With the foundation of a data management platform in place, the application of AI to advance research and healthcare services to individuals can be implemented.  The economics of the model ensure that AI-enabled healthcare services to individuals can be provided at no cost. As with the data management platform, the technology exists today to enable such services. Frameworks like the Generally Nuanced Deep Learning Framework (GaNDLF) have been developed as a general-purpose framework for AI in healthcare to define end-to-end clinical workflows for various healthcare use cases such as tumor segmentation and molecular classification. Frameworks like GaNDLF follow zero/low code principles and hence alleviate programming requirements for medical researchers to easily take advantage of the latest AI developments and analyse healthcare data. Further, the framework handles multiple types of data and AI workloads, and it operates in a privacy-preserving manner, without sharing any patient data.


For too long there have been discussions about democratizing healthcare and AI, with initiatives and efforts spanning the full gamut of the imagination. The key, the aggregation of data, must now be the focal point not only in the discourse but in the implementation.  Individuals, medical professionals, and researchers must be empowered with the data needed to implement the healthcare model providing predictive, preventative, personalised care, and advanced research. The time is now to discard the approach of relying heavily on anecdotal accounts to implement a holistic view of the patient’s wellness by providing a detailed and data-oriented book of life. The more connected medical professionals are with their patients, the more capable they will be in addressing underlying health issues rather than merely treating symptoms. In low-resource environments pervasive in the developing world trained healthcare professionals and physical clinics are a limited and expensive resource. Through the application of AI location can be removed from the equation, shifting care to the point of the patient, increasing access, and lowering the cost of delivery. The negligible incremental cost to provide AI services per person makes the approach infinitely scalable and accessible.

Moving to electronic health records has not solved the problem. With data sources proliferating, only the aggregation of data onto a patient-centric privacy-preserving platform will enable everyone to their book of life. With the technology here and now, the delta between the world of today and the world that can be, is not one of technology, but of leadership. Persistent and knowledgeable leaders with the courage to think differently will have direct implications on our lives and the lives of loved ones. Leaders who will pilot a new course to institute the technology foundations to realise the world of tomorrow.

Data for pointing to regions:

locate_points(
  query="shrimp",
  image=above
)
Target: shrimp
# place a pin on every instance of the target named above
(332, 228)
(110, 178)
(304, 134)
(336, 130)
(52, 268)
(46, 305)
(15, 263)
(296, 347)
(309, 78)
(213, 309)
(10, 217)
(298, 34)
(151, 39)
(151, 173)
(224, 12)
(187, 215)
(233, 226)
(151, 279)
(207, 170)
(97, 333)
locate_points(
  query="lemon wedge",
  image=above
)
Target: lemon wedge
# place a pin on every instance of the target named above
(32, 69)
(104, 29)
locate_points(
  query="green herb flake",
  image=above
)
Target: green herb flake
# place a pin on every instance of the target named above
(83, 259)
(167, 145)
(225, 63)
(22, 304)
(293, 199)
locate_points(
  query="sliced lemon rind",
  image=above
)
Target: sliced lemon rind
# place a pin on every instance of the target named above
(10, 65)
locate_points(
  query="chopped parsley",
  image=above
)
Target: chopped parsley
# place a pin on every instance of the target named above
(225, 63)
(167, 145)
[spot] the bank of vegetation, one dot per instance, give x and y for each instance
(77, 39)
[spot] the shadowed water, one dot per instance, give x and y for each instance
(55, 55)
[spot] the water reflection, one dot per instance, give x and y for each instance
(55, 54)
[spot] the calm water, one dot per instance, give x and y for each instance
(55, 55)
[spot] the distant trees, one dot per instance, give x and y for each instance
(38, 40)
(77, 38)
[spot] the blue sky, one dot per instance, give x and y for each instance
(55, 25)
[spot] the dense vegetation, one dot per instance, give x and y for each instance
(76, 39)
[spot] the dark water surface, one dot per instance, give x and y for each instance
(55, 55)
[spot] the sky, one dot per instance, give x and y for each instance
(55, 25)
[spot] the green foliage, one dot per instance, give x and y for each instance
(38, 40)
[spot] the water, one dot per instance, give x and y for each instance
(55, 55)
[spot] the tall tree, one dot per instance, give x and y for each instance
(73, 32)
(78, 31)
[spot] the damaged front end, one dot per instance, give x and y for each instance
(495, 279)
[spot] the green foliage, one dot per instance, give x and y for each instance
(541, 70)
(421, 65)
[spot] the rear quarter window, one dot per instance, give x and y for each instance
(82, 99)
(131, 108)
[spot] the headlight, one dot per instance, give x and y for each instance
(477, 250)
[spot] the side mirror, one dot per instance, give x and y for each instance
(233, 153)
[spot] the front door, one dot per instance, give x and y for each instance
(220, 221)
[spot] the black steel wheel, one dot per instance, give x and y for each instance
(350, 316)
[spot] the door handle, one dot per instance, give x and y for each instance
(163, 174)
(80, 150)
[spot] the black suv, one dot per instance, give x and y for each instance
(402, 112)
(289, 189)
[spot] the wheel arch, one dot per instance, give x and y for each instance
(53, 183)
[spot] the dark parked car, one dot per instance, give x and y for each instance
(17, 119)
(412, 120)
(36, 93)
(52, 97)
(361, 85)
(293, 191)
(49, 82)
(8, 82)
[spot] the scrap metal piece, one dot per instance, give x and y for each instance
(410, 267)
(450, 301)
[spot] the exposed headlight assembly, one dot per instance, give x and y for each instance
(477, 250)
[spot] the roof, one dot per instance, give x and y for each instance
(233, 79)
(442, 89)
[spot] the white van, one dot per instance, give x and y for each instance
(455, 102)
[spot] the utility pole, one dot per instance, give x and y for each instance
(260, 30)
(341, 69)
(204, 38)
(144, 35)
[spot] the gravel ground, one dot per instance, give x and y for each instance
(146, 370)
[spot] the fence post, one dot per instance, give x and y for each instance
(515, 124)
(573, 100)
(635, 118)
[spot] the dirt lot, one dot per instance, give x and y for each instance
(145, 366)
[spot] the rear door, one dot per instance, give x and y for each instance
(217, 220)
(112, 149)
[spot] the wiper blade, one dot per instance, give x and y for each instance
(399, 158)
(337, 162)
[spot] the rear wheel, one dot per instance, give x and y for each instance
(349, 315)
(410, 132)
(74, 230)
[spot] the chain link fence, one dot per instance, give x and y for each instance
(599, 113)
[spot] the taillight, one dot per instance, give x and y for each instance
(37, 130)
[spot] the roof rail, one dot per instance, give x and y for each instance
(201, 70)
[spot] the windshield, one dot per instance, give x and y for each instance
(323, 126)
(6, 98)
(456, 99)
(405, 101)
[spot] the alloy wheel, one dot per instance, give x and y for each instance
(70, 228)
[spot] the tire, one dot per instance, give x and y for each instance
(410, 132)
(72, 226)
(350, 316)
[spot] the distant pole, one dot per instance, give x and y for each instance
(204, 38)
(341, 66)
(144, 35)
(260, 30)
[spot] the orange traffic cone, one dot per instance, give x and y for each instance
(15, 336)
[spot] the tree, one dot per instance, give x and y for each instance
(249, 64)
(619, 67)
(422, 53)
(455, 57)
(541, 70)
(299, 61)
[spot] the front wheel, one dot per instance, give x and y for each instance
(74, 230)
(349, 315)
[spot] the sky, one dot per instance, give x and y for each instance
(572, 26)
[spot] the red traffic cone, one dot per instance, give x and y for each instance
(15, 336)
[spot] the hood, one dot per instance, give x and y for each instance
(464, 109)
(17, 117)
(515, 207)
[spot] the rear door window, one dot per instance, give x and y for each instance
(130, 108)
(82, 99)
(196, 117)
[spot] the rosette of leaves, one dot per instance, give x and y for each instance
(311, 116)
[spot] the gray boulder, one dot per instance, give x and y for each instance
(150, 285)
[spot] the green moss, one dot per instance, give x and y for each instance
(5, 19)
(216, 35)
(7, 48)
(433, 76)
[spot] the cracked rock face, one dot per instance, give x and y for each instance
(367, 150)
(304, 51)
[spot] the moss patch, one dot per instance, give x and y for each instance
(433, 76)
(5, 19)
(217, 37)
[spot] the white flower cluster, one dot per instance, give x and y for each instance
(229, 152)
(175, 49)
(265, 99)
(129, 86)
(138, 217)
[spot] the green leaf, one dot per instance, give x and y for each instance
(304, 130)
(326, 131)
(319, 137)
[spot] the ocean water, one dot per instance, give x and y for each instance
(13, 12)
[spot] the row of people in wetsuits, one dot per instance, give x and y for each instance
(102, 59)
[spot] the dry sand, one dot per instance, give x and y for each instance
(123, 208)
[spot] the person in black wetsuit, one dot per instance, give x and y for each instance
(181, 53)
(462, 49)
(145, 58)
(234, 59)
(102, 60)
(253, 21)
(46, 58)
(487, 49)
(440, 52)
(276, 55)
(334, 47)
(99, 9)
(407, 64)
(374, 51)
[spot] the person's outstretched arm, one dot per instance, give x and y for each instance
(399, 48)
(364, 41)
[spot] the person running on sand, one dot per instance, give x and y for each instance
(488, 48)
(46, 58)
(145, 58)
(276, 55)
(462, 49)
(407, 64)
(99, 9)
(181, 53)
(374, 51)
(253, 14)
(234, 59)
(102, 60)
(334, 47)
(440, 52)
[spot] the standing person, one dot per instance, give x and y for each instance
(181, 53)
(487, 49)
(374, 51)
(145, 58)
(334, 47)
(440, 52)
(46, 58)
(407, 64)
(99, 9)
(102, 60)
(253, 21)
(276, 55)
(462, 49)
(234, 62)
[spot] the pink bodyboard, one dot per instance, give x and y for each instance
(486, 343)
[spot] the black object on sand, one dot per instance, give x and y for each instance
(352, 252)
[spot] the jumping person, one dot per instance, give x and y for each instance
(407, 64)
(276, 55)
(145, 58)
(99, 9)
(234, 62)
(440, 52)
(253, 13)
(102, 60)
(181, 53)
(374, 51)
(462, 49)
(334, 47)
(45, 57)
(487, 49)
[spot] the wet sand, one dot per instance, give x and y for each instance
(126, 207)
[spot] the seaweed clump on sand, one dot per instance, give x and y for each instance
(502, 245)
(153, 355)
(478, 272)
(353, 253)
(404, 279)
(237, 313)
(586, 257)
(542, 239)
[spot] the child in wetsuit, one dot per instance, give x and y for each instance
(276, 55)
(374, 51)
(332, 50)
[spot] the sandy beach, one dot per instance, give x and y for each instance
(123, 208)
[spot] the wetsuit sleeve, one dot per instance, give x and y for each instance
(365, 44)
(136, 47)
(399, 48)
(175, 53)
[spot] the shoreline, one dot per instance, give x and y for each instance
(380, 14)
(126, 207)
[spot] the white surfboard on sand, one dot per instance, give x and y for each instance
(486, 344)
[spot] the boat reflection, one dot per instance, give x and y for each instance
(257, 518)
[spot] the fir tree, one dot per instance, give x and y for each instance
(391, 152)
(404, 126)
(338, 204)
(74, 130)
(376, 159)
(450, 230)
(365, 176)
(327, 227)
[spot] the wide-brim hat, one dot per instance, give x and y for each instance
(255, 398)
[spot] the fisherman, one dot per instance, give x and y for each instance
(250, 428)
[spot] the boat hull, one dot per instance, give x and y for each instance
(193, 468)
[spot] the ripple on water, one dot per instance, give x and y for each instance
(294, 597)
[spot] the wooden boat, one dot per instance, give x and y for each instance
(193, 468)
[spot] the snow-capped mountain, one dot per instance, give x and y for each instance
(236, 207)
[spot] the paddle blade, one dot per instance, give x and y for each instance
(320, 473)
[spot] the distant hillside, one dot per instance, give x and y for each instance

Your instructions =
In the passage on AI in healthcare, what is the full name of the framework abbreviated GaNDLF? This data has no connection to the passage on AI in healthcare.

Result of the exercise =
The Generally Nuanced Deep Learning Framework.